▶ _EXERCISE OBJECTIVE_
Show every line in the material below that contains the word "shadow", copying each such line in full.

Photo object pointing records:

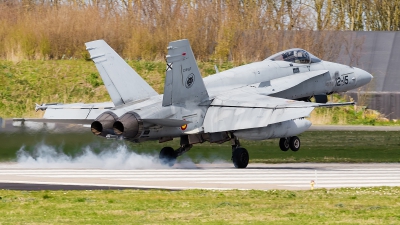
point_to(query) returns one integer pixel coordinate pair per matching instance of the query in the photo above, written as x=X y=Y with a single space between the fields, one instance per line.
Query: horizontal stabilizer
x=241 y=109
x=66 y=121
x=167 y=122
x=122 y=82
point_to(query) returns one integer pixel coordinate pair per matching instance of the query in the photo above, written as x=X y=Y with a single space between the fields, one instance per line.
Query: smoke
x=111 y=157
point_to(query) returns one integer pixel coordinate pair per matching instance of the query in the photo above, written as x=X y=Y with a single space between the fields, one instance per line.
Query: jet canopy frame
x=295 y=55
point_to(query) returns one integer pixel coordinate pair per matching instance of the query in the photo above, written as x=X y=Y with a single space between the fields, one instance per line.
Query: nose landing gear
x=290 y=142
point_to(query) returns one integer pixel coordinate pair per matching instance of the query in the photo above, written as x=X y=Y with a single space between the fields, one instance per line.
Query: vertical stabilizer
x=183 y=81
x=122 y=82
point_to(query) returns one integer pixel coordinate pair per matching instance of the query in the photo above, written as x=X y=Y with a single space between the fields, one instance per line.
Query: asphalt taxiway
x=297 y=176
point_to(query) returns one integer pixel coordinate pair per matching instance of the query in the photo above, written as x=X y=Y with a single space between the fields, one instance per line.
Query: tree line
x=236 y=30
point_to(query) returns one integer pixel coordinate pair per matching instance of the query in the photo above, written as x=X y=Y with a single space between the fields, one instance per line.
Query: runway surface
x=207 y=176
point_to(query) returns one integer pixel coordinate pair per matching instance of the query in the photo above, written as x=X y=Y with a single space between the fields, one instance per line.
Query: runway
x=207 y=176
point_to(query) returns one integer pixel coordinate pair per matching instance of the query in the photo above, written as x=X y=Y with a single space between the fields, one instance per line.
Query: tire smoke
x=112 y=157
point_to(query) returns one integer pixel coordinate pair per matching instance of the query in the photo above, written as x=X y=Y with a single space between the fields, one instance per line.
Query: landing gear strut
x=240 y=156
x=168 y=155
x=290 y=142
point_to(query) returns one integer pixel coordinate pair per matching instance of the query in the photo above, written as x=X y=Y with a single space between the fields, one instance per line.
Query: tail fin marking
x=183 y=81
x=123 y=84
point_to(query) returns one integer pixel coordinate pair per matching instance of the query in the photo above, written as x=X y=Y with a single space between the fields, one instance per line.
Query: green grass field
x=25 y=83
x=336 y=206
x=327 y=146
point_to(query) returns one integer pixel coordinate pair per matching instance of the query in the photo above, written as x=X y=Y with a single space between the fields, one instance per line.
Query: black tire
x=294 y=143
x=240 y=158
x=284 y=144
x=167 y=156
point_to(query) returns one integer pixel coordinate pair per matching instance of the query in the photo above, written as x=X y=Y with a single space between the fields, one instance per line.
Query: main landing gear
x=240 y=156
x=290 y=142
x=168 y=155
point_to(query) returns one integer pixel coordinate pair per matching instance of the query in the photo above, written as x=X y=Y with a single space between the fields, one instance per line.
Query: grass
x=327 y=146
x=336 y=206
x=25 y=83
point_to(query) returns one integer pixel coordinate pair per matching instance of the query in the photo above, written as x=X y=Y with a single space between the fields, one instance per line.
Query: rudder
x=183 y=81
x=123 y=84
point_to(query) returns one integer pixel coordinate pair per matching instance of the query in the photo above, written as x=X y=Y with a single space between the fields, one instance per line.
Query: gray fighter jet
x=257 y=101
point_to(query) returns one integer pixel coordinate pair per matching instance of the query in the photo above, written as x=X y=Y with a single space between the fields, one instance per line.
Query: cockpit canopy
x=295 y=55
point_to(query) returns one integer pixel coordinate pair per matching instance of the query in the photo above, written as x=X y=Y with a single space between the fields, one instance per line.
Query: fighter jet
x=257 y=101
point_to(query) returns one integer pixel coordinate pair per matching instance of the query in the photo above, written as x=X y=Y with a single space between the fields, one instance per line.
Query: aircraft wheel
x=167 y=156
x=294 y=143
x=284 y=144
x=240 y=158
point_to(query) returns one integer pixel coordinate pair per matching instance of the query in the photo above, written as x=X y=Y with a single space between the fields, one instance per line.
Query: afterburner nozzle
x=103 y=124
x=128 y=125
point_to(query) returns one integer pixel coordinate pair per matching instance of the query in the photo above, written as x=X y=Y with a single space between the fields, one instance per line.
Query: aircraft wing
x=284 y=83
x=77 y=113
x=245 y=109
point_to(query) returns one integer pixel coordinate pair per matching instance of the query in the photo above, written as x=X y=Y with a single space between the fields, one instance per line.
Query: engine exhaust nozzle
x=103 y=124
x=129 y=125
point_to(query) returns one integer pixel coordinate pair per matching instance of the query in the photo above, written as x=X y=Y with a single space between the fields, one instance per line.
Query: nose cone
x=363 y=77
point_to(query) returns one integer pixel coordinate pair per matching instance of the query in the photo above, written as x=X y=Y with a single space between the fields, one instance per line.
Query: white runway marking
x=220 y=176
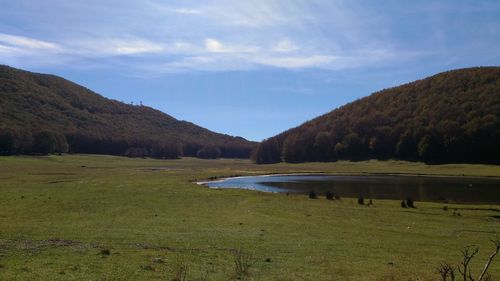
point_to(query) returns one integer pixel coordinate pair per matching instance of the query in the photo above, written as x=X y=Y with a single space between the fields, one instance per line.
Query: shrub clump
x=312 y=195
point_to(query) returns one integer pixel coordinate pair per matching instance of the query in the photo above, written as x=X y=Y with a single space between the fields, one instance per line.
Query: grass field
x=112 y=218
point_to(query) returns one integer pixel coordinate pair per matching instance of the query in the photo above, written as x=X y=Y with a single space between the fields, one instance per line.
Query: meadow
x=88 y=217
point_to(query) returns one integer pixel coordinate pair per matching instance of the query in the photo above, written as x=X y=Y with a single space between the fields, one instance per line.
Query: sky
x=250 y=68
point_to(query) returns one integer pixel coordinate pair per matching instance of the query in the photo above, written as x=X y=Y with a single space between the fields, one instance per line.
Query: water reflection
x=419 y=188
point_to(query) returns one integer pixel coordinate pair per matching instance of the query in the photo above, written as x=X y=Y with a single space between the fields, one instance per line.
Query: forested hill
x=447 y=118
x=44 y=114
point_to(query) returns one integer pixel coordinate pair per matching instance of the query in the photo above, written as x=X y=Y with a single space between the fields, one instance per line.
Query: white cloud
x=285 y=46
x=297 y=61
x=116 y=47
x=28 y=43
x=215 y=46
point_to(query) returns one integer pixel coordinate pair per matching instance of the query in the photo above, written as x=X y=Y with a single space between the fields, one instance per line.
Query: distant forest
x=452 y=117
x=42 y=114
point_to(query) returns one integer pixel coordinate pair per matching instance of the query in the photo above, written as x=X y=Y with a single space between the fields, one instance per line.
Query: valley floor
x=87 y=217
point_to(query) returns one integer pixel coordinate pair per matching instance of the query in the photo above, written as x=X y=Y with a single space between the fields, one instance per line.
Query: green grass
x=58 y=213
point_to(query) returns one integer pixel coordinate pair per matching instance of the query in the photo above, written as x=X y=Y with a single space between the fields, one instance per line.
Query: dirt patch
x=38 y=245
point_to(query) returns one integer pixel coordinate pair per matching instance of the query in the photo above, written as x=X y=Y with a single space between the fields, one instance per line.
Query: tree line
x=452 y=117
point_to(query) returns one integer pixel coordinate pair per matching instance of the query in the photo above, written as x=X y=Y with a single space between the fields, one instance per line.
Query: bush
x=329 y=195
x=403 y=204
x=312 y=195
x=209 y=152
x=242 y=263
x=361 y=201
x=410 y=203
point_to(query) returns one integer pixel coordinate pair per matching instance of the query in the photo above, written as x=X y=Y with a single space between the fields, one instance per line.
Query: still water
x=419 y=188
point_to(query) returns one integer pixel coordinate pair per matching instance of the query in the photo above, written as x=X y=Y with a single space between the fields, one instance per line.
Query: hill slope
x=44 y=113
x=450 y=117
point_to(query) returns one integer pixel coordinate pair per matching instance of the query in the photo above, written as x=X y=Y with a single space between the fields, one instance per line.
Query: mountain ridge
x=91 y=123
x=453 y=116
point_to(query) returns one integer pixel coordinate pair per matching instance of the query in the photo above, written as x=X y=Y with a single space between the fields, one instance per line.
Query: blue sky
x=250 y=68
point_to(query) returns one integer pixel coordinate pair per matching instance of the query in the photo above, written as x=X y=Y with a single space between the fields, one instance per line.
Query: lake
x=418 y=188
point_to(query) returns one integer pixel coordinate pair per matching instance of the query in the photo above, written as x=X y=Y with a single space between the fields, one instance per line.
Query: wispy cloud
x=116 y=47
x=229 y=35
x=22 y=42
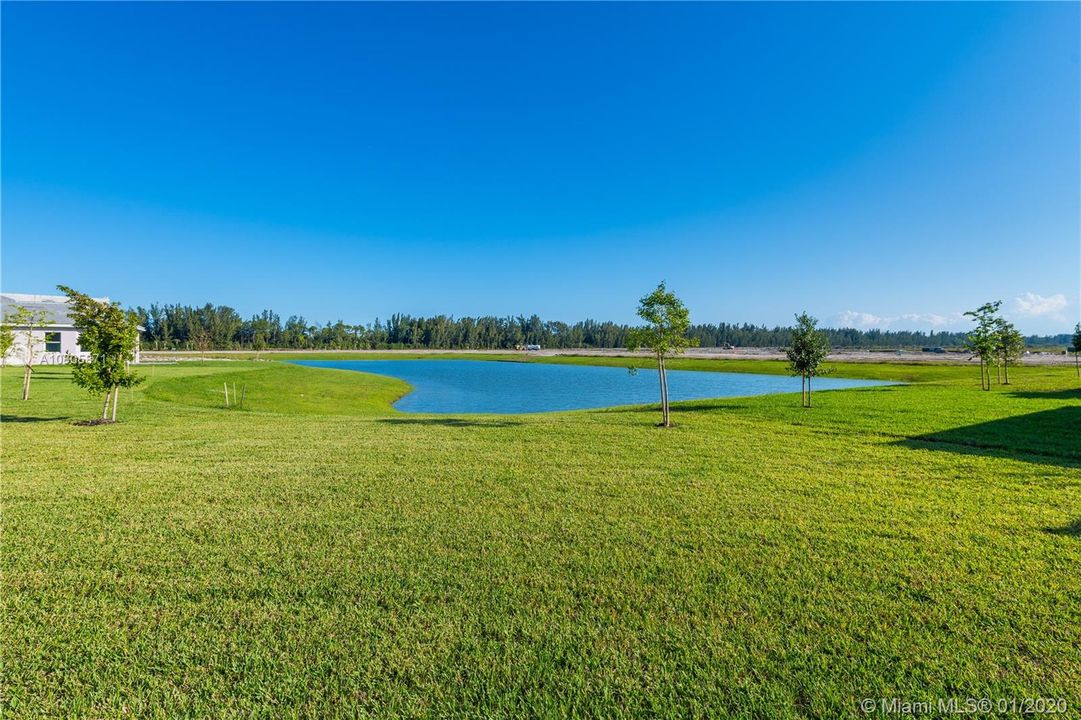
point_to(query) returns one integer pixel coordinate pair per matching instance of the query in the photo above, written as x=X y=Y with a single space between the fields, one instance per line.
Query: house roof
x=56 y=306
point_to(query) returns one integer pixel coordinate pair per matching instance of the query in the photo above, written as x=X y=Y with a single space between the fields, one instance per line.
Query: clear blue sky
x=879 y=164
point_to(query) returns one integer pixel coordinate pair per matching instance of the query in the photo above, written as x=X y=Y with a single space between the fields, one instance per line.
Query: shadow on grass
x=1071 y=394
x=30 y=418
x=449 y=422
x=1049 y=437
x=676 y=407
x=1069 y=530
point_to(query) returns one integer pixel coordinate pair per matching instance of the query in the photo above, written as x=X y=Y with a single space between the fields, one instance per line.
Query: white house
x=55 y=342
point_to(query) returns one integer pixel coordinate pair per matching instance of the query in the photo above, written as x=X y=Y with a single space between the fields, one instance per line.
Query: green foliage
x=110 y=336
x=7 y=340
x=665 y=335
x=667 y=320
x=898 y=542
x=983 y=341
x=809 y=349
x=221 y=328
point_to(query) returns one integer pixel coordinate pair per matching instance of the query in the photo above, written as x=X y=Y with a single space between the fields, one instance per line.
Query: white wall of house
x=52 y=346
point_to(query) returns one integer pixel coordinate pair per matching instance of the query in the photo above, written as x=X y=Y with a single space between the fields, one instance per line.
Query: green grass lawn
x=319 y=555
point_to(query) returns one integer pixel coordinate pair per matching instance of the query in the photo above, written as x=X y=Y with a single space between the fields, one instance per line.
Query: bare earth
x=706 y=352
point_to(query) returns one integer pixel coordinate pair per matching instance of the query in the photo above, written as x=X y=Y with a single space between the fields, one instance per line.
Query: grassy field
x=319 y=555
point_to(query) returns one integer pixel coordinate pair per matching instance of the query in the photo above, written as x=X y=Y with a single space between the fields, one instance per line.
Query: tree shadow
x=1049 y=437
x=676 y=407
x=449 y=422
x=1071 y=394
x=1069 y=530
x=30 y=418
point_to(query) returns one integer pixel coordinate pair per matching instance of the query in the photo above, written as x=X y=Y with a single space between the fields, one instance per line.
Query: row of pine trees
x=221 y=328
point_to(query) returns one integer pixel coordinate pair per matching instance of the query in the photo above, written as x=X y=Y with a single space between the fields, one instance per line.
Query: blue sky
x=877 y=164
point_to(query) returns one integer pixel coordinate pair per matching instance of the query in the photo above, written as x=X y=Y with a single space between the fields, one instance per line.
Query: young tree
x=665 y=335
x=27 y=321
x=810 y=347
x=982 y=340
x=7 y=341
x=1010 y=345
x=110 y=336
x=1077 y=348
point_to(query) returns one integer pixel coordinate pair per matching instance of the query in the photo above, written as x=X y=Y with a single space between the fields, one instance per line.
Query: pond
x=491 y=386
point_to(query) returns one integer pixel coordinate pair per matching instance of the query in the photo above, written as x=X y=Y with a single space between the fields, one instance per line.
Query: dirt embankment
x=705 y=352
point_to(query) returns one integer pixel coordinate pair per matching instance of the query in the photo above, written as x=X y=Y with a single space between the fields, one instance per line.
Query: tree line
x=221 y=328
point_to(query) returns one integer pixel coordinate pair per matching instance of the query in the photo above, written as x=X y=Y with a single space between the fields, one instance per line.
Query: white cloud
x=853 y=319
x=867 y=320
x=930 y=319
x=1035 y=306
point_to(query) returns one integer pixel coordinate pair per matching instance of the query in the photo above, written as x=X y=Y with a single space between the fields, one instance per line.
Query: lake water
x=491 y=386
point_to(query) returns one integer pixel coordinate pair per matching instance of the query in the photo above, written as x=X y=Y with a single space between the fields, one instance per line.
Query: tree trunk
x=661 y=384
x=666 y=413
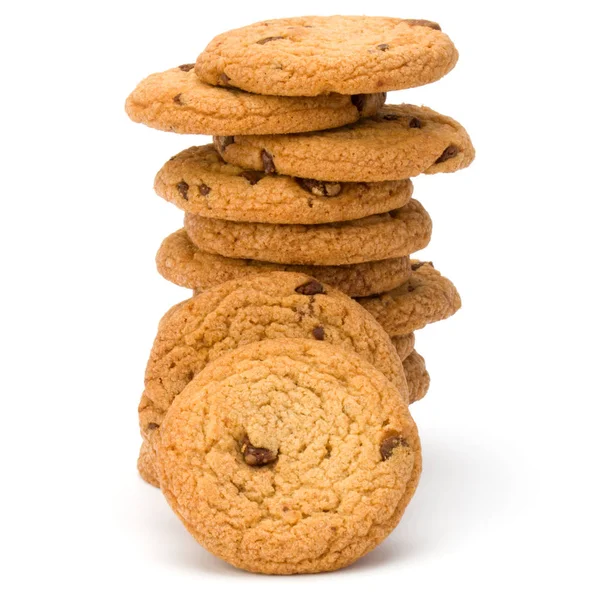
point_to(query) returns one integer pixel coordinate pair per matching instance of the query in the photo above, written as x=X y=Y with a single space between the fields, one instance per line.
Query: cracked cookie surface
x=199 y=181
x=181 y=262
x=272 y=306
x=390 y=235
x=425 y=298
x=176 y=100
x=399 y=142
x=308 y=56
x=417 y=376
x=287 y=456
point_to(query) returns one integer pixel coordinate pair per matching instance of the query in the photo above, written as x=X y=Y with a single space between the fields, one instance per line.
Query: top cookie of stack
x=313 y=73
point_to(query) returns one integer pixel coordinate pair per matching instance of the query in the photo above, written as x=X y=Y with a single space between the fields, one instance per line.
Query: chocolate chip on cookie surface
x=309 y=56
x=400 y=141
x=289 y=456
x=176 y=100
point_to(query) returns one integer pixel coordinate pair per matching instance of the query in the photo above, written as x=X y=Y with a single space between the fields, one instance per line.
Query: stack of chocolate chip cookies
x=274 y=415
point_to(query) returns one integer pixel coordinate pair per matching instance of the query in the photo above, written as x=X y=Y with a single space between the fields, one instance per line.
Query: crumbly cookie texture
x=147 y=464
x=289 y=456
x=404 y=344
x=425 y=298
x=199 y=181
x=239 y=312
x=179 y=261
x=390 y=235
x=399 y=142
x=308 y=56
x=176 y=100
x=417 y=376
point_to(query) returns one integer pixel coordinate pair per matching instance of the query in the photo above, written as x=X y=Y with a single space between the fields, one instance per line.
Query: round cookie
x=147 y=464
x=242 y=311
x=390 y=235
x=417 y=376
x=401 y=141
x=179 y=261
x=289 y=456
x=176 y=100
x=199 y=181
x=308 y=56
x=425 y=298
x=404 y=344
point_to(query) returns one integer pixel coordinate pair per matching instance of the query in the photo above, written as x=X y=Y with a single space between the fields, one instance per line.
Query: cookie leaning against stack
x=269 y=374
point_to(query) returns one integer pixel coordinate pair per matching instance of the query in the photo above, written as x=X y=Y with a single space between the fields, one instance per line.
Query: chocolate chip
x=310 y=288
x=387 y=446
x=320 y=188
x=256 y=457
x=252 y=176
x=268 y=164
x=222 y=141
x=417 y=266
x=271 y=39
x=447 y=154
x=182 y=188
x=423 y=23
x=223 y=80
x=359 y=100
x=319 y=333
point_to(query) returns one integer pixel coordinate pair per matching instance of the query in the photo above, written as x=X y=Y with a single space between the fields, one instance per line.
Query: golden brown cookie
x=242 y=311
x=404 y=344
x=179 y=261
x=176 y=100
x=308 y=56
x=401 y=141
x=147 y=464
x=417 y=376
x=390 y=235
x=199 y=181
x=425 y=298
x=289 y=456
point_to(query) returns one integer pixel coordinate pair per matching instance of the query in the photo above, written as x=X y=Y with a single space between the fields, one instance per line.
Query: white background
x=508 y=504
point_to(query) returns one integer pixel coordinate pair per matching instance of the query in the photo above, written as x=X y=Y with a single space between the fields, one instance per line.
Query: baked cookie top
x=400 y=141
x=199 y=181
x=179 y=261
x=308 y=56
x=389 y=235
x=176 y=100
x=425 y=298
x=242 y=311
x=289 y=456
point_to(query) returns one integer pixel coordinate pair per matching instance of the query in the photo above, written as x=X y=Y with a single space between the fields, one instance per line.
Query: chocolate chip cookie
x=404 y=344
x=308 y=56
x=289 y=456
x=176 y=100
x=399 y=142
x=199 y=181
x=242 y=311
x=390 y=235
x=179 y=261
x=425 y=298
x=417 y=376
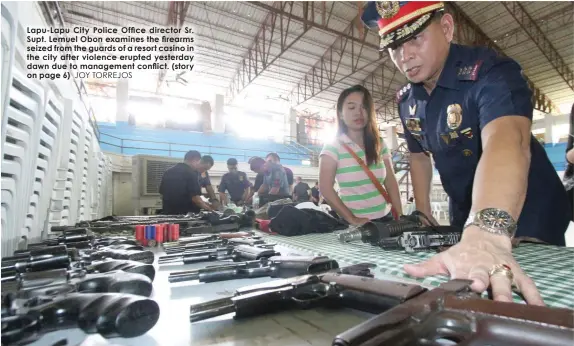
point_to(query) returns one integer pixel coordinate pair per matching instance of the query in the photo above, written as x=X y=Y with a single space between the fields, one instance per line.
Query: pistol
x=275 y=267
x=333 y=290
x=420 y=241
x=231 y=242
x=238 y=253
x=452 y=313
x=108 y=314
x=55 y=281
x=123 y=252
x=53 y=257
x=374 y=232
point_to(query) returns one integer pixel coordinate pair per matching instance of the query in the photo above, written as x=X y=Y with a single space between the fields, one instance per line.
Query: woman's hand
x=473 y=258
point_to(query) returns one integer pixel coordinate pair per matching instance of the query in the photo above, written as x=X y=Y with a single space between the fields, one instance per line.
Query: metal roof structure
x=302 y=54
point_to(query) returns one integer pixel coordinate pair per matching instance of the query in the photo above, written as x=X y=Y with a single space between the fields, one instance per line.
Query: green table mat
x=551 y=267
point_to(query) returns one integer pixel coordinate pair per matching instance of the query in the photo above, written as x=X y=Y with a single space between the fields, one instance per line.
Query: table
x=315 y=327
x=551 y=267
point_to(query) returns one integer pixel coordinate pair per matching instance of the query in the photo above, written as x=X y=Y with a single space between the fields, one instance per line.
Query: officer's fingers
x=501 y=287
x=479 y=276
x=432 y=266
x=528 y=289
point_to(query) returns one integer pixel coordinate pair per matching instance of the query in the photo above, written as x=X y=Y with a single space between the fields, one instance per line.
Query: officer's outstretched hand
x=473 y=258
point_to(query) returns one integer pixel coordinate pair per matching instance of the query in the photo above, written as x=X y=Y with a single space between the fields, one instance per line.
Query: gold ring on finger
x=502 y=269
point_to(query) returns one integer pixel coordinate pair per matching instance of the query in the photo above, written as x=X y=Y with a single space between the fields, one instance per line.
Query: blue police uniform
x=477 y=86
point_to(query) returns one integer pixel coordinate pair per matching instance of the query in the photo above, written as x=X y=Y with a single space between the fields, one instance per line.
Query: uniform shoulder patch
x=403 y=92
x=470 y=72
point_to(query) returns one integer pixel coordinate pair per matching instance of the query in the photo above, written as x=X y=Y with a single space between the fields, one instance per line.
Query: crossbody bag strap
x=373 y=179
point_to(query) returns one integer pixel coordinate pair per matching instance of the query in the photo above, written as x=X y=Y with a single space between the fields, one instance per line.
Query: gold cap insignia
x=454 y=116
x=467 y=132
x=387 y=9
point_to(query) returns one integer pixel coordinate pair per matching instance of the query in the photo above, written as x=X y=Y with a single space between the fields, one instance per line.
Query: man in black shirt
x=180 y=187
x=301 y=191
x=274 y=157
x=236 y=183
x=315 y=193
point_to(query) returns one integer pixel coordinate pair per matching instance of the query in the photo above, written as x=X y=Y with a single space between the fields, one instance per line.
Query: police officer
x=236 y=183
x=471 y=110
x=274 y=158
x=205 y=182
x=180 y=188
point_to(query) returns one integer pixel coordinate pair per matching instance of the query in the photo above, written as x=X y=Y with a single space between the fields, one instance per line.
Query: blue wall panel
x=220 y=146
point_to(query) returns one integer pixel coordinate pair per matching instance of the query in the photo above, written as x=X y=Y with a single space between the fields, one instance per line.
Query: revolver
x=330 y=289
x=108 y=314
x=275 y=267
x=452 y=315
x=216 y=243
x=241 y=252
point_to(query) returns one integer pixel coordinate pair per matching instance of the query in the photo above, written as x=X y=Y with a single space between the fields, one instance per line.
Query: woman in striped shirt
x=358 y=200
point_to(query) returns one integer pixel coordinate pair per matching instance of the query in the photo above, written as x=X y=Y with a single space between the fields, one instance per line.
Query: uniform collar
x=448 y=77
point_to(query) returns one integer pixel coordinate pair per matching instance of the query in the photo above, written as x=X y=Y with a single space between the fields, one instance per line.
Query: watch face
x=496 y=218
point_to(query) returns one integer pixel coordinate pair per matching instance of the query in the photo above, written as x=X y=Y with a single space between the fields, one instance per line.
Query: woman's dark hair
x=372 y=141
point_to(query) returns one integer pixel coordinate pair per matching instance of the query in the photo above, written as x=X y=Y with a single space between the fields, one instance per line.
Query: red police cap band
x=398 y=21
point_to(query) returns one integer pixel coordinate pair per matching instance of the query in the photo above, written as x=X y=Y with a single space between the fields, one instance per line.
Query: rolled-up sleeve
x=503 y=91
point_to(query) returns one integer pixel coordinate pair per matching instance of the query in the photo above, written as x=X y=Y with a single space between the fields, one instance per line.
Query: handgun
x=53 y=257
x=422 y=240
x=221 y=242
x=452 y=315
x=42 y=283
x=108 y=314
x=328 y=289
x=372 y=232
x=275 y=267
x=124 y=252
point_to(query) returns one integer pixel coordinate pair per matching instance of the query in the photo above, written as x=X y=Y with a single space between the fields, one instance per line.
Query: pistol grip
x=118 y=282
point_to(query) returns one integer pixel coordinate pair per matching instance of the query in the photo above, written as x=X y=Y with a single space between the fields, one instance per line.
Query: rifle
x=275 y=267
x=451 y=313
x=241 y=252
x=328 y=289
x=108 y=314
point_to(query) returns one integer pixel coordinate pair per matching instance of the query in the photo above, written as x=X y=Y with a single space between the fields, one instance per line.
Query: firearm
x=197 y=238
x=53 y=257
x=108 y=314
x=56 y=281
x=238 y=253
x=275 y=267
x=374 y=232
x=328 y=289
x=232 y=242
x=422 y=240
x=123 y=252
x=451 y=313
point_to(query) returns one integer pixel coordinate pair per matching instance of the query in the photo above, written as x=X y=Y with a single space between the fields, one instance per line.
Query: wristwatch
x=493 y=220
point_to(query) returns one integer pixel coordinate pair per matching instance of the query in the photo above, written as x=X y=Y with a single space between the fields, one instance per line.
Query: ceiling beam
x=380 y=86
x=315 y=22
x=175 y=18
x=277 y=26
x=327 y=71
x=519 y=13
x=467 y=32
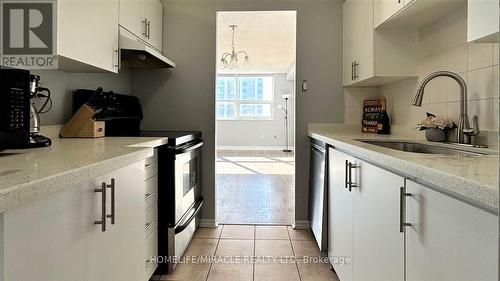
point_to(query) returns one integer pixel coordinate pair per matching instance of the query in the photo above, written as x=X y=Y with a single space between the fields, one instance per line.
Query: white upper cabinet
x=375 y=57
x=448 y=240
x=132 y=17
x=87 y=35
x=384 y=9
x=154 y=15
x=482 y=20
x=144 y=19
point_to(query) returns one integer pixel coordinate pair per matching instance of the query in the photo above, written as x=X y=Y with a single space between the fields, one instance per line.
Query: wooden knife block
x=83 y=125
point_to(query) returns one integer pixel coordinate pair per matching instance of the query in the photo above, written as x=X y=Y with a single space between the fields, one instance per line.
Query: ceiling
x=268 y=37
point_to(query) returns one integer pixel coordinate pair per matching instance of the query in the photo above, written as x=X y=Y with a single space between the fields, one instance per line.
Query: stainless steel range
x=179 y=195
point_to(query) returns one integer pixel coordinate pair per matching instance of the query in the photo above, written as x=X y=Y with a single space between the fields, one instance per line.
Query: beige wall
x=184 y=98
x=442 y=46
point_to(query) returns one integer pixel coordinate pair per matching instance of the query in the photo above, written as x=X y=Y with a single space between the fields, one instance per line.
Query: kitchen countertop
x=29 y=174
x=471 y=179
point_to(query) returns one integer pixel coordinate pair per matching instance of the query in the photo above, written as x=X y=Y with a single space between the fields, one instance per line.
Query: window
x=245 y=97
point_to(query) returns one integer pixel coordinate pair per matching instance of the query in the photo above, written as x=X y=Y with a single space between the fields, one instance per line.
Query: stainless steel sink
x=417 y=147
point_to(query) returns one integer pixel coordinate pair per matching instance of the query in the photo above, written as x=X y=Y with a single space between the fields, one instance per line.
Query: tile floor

▶ _SOLUTION FOR THIS EXERCISE_
Query: shadow on grass
Query: tree shadow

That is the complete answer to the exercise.